**WHAT TO WORK ON:**
At the line that includes "If you could mark the black hockey", begin writing out the entries below exactly, and continue through the last line without adding anything.

:: RECORD EXCERPTS ::

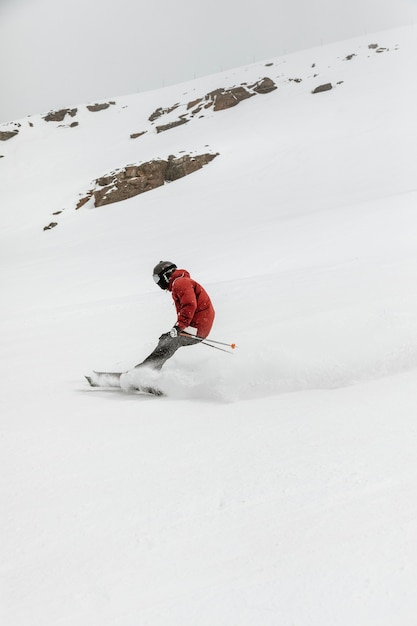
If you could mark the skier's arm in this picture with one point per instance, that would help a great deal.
(186, 302)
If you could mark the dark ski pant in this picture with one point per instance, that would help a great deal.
(167, 346)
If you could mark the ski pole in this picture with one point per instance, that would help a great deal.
(202, 339)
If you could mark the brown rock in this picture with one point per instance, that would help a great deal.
(58, 116)
(325, 87)
(8, 134)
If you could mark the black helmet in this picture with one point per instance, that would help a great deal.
(162, 273)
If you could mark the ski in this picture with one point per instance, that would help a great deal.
(112, 379)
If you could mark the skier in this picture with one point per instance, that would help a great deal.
(194, 309)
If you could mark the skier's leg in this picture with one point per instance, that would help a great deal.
(167, 346)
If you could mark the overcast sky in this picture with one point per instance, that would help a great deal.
(60, 53)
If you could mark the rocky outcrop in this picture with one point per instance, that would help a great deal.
(58, 116)
(325, 87)
(50, 225)
(136, 179)
(219, 100)
(99, 106)
(8, 134)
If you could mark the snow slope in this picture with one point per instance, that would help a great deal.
(273, 486)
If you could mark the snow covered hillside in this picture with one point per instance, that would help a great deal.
(272, 486)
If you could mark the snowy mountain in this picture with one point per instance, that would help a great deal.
(275, 485)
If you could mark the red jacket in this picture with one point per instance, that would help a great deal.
(194, 307)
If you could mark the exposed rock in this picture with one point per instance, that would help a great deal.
(220, 99)
(182, 166)
(179, 122)
(51, 225)
(98, 107)
(136, 179)
(325, 87)
(226, 98)
(58, 116)
(8, 134)
(84, 199)
(265, 85)
(159, 112)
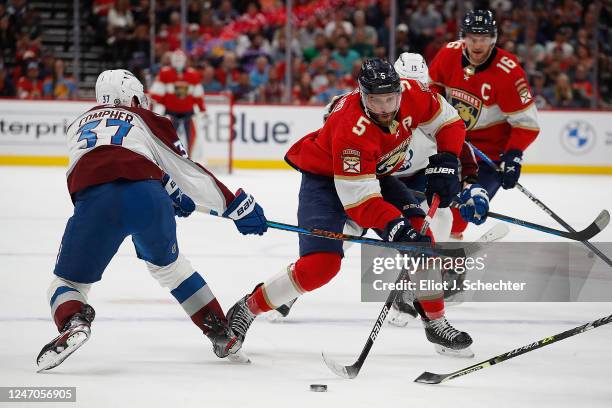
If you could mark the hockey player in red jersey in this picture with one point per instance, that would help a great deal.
(121, 158)
(346, 186)
(179, 93)
(489, 89)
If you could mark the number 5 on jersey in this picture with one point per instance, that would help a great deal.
(88, 133)
(359, 128)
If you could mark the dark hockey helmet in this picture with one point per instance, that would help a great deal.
(479, 22)
(380, 90)
(378, 76)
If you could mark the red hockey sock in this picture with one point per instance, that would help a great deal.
(315, 270)
(459, 224)
(309, 273)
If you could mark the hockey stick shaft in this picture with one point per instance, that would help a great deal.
(351, 238)
(431, 378)
(595, 228)
(353, 370)
(543, 206)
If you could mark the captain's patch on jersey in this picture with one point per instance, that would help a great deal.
(351, 161)
(467, 105)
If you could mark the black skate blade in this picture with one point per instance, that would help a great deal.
(59, 358)
(348, 372)
(449, 352)
(430, 378)
(239, 357)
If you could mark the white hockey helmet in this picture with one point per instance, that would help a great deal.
(412, 66)
(120, 87)
(178, 60)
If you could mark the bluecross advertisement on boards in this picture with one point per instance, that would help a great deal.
(264, 133)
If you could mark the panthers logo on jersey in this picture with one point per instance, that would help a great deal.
(467, 105)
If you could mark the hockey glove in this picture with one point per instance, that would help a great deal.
(510, 168)
(474, 204)
(183, 204)
(400, 230)
(247, 214)
(443, 178)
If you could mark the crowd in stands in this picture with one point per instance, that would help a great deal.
(240, 46)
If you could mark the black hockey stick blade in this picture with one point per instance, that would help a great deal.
(601, 222)
(348, 372)
(432, 378)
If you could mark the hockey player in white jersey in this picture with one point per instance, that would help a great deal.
(121, 159)
(473, 200)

:::

**RESPONSE BOX:**
If you could mark the black hockey stick blade in this picture with one point per instance, that would help a great deal.
(601, 222)
(348, 372)
(432, 378)
If you could mark the hockey player in white jersey in this picture with one point per instance, that would help a great deal.
(121, 159)
(473, 200)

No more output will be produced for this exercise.